Another juicy tidbit has to do with the Supreme Court ruling in Fisher II. The new IHE report notes that the Court “cited the research the school did over the years to show why it needed to consider race in admissions — and the decision said that colleges need to have conducted such studies to consider race.” But, the report continues, the recent “survey results suggest that relatively few colleges have done or plan to do such studies.” Indeed, “only 13 percent of colleges said they conducted studies similar to those the Supreme Court cited as making the Texas approach legal. And only 24 percent said they planned to either start or continue such studies.” And this, the report correctly notes, “could make some colleges vulnerable to lawsuits.”
To look at it another way, three out of four schools interpret Fisher as giving them a green light to engage in admissions discrimination for the foreseeable future, and only 4 percent said they planned to change admissions practices in light of the Court’s ruling.

■ WHAT THE TASK REQUIRES ■
Copy out the passage on college admissions studies word for word. The lines that follow are separate material, not part of the passage on college admissions studies.

■ SUPPLIED INFORMATION ■
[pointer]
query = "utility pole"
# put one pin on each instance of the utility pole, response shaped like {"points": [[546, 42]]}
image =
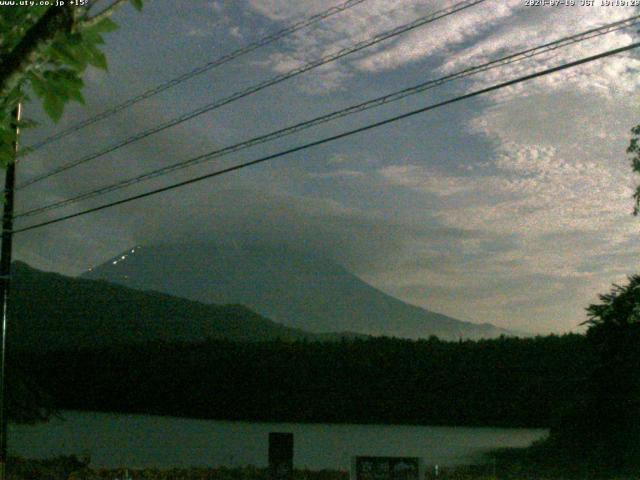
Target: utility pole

■ ANSWER TO THE EXERCISE ■
Another juicy tidbit has to do with the Supreme Court ruling in Fisher II. The new IHE report notes that the Court “cited the research the school did over the years to show why it needed to consider race in admissions — and the decision said that colleges need to have conducted such studies to consider race.” But, the report continues, the recent “survey results suggest that relatively few colleges have done or plan to do such studies.” Indeed, “only 13 percent of colleges said they conducted studies similar to those the Supreme Court cited as making the Texas approach legal. And only 24 percent said they planned to either start or continue such studies.” And this, the report correctly notes, “could make some colleges vulnerable to lawsuits.”
To look at it another way, three out of four schools interpret Fisher as giving them a green light to engage in admissions discrimination for the foreseeable future, and only 4 percent said they planned to change admissions practices in light of the Court’s ruling.